··· Text section
But then you get to my house and it’s a bit, well, unsightly. I often get the feeling that there will be a neighbourhood coup to run us from town for being the blight on their Middle-class protentious bliss. I can see why though: overgrown garden, disused race-car on the lawn, exposed brickwork, and that’s just the outside. As soon as you walk through the front door you see more plaster, a garish '80’s green and brown carpet and rooms that have always, in my twenty years of life, been in the process of being redecorated.
I never used to care about where I lived, but then I went to University with a large collective of rich Londoners, dated a public schoolboy and became a tad self conscious. I know that anyone worth befriending shouldn’t judge me by the house I live in, but you try telling yourself that when the ceiling has caved in and you have a conversation with your mortified best friend with the background noise of your dad on the toilet directly above, I shit you not.
My boyfriend Matthew lives in a large, three storey new build on an estate set back by a forest in the country. When I first went there it was quiet, relaxed and cream enough to make me worry that I might have had the smallest spec of dirt on my shoes and instinctively left my leopard-print pumps by the door. It’s quite unusual for anyone to do that back at the building site. You’d be more likely to trail plaster dust behind you as it clung to your clean white socks than deposit any dirt yourself. So you can see that the two environments are rather different. The people are, too.
······
### Problems and tasks
[1] In the piece about the writer's house, what did the writer leave by the door on a first visit to Matthew's home?
[2] State how many lines of the entries contain the word "green". Reply with the number alone.
··· Data listing
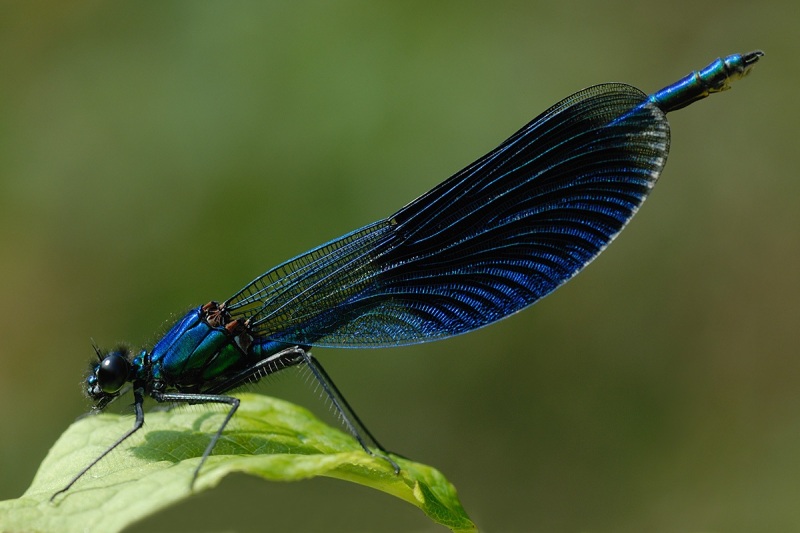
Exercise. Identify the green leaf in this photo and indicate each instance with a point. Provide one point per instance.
(269, 438)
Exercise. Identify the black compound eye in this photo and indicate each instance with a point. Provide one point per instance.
(112, 373)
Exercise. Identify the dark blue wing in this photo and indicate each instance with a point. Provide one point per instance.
(491, 240)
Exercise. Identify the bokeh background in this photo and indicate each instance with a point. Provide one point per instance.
(156, 155)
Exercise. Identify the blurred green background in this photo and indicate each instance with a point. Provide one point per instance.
(156, 155)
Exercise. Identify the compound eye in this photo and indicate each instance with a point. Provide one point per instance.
(112, 373)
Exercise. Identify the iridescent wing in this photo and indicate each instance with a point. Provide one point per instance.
(486, 243)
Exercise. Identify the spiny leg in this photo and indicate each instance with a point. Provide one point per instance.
(138, 395)
(349, 417)
(202, 398)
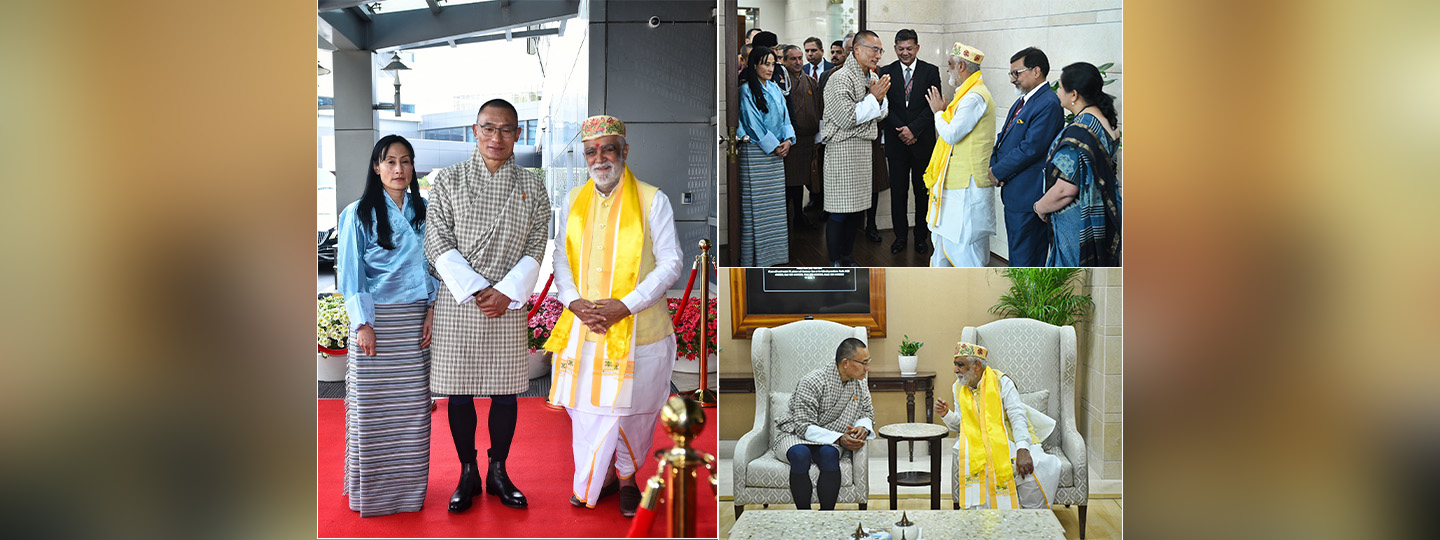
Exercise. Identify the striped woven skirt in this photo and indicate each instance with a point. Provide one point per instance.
(388, 415)
(763, 236)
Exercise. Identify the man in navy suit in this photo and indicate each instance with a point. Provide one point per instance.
(1020, 156)
(909, 138)
(815, 62)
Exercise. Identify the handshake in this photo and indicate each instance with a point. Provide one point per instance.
(599, 316)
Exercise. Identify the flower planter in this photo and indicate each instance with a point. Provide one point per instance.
(909, 363)
(330, 365)
(537, 365)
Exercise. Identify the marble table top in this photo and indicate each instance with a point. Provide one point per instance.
(913, 431)
(959, 524)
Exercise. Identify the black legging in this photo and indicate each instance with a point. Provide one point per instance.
(503, 412)
(795, 195)
(840, 234)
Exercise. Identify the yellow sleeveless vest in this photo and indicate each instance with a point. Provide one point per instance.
(653, 323)
(971, 156)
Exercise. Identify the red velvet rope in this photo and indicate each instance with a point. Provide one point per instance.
(640, 526)
(684, 301)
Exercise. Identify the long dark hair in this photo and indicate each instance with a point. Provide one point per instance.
(752, 77)
(373, 199)
(1085, 78)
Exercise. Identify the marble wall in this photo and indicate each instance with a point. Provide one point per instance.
(1099, 376)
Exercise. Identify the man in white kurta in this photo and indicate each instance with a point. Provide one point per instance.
(962, 206)
(1014, 473)
(615, 255)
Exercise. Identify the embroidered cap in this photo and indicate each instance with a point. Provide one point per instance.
(601, 126)
(969, 349)
(966, 52)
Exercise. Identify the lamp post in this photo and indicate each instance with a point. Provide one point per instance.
(395, 66)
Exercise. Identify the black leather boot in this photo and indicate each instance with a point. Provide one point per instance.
(468, 486)
(828, 488)
(799, 490)
(498, 484)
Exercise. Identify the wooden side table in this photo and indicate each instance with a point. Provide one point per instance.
(896, 432)
(907, 383)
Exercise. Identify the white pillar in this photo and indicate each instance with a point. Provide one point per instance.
(356, 123)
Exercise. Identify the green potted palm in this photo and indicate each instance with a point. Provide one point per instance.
(1044, 294)
(907, 356)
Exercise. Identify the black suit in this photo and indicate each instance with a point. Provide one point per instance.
(907, 162)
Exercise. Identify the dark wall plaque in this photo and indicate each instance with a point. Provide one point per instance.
(769, 297)
(808, 291)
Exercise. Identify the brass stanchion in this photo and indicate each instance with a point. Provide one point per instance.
(703, 395)
(684, 419)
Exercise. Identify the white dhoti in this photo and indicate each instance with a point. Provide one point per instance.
(601, 434)
(1034, 490)
(961, 232)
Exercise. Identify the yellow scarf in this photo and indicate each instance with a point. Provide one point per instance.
(624, 248)
(941, 156)
(985, 437)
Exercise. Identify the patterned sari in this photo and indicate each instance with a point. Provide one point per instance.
(1087, 231)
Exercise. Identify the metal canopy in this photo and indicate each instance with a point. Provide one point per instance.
(347, 25)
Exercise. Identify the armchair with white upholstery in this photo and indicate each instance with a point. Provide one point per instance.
(781, 356)
(1040, 356)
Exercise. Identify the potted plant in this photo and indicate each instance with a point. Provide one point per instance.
(331, 337)
(1044, 294)
(540, 327)
(687, 344)
(907, 354)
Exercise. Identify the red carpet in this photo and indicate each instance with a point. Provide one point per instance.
(540, 464)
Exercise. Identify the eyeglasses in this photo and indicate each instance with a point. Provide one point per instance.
(606, 150)
(510, 131)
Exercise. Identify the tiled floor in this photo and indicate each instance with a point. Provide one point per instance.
(1102, 519)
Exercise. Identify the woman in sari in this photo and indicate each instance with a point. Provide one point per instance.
(389, 297)
(766, 121)
(1082, 199)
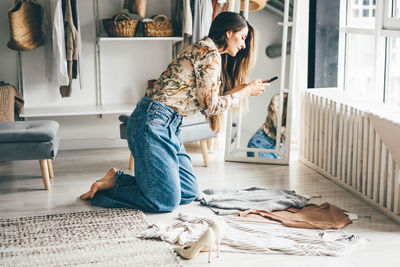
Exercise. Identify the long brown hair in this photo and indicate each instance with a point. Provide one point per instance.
(235, 70)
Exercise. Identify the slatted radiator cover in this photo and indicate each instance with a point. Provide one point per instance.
(338, 141)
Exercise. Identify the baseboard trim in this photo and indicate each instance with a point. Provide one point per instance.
(388, 213)
(91, 143)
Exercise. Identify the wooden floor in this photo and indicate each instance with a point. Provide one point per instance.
(22, 194)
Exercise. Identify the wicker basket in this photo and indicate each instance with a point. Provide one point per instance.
(159, 26)
(121, 25)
······
### Solution list
[1] Leopard-print pumps.

[2] 3